● Exercise brief:
Rewrite the material from the line containing "[indicate] the javelina -- for" through its end, and give only those lines, requests included. Multiply each point coordinate by 0.65 and round it to a whole number, rounding halves up.

-- BEGIN Material for this task --

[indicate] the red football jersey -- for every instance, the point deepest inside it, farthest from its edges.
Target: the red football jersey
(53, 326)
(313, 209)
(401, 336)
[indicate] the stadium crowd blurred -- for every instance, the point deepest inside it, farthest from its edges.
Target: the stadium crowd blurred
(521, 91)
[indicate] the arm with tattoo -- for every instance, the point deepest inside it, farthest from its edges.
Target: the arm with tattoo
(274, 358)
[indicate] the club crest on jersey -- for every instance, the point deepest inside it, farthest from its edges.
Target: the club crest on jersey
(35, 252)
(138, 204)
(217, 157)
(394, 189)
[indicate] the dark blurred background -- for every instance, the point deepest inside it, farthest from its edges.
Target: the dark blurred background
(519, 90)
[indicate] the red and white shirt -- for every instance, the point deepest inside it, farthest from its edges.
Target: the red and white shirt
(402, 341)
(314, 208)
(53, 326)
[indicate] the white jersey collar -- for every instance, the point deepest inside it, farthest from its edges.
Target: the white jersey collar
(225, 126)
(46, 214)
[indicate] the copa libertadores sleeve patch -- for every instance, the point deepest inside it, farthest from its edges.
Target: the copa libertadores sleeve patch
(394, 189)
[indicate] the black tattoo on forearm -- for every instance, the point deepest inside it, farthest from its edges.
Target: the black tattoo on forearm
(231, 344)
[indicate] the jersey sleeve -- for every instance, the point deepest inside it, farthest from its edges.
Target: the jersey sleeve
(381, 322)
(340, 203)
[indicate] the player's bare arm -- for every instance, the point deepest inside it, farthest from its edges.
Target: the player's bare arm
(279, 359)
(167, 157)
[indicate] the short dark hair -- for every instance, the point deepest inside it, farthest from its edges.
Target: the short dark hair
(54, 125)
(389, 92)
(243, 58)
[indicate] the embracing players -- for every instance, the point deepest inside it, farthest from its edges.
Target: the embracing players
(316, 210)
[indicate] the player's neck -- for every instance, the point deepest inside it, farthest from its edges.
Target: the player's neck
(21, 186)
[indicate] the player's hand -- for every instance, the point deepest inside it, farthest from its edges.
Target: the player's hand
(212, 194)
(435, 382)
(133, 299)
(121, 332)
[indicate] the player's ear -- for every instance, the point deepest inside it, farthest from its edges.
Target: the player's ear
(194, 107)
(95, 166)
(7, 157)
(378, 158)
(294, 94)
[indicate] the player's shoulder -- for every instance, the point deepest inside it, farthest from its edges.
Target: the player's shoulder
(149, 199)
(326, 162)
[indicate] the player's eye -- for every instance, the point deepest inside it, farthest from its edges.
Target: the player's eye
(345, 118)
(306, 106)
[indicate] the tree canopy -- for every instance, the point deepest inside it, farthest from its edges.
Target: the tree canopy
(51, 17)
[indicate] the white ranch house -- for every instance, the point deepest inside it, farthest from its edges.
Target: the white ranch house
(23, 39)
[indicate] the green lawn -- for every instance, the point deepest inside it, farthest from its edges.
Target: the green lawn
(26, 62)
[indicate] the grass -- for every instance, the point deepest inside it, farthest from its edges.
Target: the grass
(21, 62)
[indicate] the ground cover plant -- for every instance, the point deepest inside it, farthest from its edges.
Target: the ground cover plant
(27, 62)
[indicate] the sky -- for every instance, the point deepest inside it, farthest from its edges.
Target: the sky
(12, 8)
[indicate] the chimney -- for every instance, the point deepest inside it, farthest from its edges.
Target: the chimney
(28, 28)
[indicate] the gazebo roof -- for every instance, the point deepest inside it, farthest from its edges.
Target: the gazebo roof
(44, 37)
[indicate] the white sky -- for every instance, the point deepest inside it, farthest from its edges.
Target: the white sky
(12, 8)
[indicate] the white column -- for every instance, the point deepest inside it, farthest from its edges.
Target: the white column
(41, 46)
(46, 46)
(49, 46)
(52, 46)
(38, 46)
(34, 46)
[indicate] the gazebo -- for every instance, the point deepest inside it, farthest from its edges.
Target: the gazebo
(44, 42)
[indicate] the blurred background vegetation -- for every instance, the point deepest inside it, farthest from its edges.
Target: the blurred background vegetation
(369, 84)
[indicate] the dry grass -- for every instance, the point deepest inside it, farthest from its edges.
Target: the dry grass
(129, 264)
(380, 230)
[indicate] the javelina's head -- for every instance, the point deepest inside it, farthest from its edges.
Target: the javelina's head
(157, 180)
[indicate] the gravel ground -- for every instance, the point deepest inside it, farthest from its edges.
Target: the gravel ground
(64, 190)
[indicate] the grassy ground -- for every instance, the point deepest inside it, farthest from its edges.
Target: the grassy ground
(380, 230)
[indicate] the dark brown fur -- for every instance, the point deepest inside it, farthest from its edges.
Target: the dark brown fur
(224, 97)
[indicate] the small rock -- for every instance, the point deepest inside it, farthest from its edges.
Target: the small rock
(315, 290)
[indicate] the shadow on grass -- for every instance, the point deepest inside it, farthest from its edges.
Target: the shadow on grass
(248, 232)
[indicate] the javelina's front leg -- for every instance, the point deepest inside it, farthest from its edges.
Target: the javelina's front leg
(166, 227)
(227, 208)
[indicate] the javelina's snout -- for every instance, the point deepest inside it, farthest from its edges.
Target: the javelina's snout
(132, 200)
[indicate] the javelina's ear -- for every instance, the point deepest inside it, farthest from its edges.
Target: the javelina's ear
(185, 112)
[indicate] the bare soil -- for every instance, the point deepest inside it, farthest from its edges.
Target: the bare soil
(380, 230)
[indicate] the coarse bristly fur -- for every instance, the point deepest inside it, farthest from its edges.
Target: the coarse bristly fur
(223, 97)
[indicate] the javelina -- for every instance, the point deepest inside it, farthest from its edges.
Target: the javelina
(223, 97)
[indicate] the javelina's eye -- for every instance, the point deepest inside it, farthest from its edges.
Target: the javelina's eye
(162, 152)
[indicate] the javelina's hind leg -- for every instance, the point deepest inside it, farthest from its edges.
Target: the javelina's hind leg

-- END Material for this task --

● Output of the exercise:
[indicate] the javelina -- for every instance, the point deepest inside it, farthest from its edges.
Target: the javelina
(145, 63)
[indicate] the javelina's eye -- for every instance, the point deepest inside it, farthest from its edges.
Target: the javelina's eye
(105, 99)
[indicate] the javelina's hind leg -- for every instance, the point deepest inside it, farthest from its edges.
Target: the javelina's hind leg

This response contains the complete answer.